WHAT THE TASK ASKS
Within the records below, how many lines hold the string "submarine"? State that number and nothing else.
GIVEN INFORMATION section start
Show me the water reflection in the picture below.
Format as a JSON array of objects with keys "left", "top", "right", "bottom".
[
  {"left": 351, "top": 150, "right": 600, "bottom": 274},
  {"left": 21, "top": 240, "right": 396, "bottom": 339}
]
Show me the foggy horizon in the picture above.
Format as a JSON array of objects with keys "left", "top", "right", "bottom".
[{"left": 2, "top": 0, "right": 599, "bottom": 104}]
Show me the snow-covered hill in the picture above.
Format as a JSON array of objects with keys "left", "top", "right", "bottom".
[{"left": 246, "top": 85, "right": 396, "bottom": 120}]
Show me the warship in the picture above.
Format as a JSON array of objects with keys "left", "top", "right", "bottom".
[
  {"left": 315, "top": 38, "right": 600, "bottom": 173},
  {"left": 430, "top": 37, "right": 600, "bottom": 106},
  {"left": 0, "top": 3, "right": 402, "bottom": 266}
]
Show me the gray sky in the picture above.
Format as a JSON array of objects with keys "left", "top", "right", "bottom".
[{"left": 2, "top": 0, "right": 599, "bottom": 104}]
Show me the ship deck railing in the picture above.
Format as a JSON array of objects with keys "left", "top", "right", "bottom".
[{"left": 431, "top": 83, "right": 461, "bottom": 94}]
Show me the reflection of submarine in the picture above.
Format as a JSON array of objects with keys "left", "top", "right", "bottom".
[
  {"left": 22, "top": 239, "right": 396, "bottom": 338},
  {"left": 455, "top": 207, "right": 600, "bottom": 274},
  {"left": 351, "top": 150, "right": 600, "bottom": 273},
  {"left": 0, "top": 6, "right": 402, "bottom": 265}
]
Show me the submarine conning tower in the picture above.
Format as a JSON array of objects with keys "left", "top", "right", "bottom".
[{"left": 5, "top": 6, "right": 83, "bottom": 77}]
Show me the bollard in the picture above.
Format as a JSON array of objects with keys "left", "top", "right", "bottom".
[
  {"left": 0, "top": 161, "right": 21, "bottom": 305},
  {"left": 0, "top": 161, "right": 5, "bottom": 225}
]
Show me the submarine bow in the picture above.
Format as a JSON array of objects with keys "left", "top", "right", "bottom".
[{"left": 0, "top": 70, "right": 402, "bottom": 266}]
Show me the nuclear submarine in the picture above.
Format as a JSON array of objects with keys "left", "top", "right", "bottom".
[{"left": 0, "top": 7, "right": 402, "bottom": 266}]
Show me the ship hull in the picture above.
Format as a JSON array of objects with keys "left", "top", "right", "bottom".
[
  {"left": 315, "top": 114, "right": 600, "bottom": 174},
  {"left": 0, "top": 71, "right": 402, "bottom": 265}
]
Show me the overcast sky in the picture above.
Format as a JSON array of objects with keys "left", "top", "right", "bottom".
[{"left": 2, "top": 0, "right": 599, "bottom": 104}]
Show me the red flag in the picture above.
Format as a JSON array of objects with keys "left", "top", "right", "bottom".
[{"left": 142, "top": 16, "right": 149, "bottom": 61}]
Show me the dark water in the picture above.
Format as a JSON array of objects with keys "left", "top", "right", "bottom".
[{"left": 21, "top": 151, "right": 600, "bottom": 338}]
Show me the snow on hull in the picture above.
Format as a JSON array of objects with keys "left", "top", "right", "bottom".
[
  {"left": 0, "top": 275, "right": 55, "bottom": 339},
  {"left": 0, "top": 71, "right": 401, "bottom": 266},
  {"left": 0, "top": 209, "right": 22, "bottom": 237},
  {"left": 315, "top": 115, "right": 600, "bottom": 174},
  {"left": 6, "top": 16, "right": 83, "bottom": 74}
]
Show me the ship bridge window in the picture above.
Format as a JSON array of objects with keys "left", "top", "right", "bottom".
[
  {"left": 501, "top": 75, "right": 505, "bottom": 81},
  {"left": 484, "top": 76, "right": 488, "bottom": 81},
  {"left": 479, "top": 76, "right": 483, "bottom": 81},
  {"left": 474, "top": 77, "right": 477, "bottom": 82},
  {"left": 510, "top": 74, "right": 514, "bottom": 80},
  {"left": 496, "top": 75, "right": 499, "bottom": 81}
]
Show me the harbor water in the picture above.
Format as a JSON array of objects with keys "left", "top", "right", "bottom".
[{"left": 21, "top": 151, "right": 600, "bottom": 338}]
GIVEN INFORMATION section end
SOLUTION TO THE PROBLEM
4